# [EXCERPTED PASSAGE]
And, of course, it’s easier said than done but there are ways to drive your culture as a coach, once you have buy-in from your players.

Culture is the starting point of the C5 coaching method.

I truly believe that culture will drive your success as a coach.


There are 2 parts to this:

  • OPEN communication
  • POSITIVE communication

I mentioned that communication as something I highly value when establishing the culture I want to create.

This is also simple.

Keep open communication between yourself and your team.

And encourage open communication between all members of the team.

If problems arise, you have to be able to talk about things.

You have to have transparency.

As soon as you recognize a problem on the team (they certainly do come up), you have to be proactive and discuss issues to resolve them as quickly as possible.

If you have a problem with a player, you should address it openly with them (as hard as it may be).

And the same goes with them – encourage your team to come to you and discuss if they have issues with how you coach.

I also believe in positive communication.

It’s way too easy to criticize and point out what athletes do wrong or need to improve on.

But what about what they are doing right?

Heavily praise effort.

Build confidence.

And don’t tear down athletes – especially in front of the team or families.

Screaming at players for what they do wrong in front of the team is not the way to develop athletes.

# [SOURCE DATA]
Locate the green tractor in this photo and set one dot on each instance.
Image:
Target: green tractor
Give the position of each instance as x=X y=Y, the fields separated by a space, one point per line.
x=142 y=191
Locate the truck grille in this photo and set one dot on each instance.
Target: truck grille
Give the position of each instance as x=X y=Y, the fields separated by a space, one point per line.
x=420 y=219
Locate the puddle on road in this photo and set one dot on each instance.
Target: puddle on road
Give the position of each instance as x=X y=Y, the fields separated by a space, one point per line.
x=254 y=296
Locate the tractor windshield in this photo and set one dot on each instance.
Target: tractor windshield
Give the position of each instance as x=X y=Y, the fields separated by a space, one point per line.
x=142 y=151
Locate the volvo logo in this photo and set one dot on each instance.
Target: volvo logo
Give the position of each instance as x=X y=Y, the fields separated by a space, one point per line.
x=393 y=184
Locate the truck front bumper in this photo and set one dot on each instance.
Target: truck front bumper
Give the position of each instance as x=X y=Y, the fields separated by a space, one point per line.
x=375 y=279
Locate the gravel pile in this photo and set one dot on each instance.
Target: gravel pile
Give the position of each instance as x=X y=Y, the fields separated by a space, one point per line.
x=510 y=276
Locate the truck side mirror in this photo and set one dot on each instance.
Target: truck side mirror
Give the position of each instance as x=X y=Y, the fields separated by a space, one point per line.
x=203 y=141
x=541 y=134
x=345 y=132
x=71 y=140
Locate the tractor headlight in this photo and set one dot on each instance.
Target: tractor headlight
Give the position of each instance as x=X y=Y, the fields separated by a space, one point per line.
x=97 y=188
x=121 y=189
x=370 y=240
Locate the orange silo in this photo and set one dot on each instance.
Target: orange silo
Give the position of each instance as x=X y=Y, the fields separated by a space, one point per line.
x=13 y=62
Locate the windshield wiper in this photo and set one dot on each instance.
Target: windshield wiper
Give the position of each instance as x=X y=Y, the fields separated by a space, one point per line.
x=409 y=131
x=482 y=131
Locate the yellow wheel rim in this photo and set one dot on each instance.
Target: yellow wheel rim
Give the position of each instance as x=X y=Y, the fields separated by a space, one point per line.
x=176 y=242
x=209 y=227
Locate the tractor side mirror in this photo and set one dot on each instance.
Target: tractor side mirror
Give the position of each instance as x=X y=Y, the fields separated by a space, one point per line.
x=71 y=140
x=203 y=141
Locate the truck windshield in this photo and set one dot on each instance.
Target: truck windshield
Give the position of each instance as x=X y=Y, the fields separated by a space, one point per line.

# [ACTIVITY 1]
According to the coaching passage, what are the two parts of communication the writer values?
# [ACTIVITY 2]
Copy everything in the coaching passage from "You have to have" down to "how you coach.".
Rely only on the coaching passage, not the records.

# [WRITTEN REPLY 1]
Open communication and positive communication.

# [WRITTEN REPLY 2]
You have to have transparency.

As soon as you recognize a problem on the team (they certainly do come up), you have to be proactive and discuss issues to resolve them as quickly as possible.

If you have a problem with a player, you should address it openly with them (as hard as it may be).

And the same goes with them – encourage your team to come to you and discuss if they have issues with how you coach.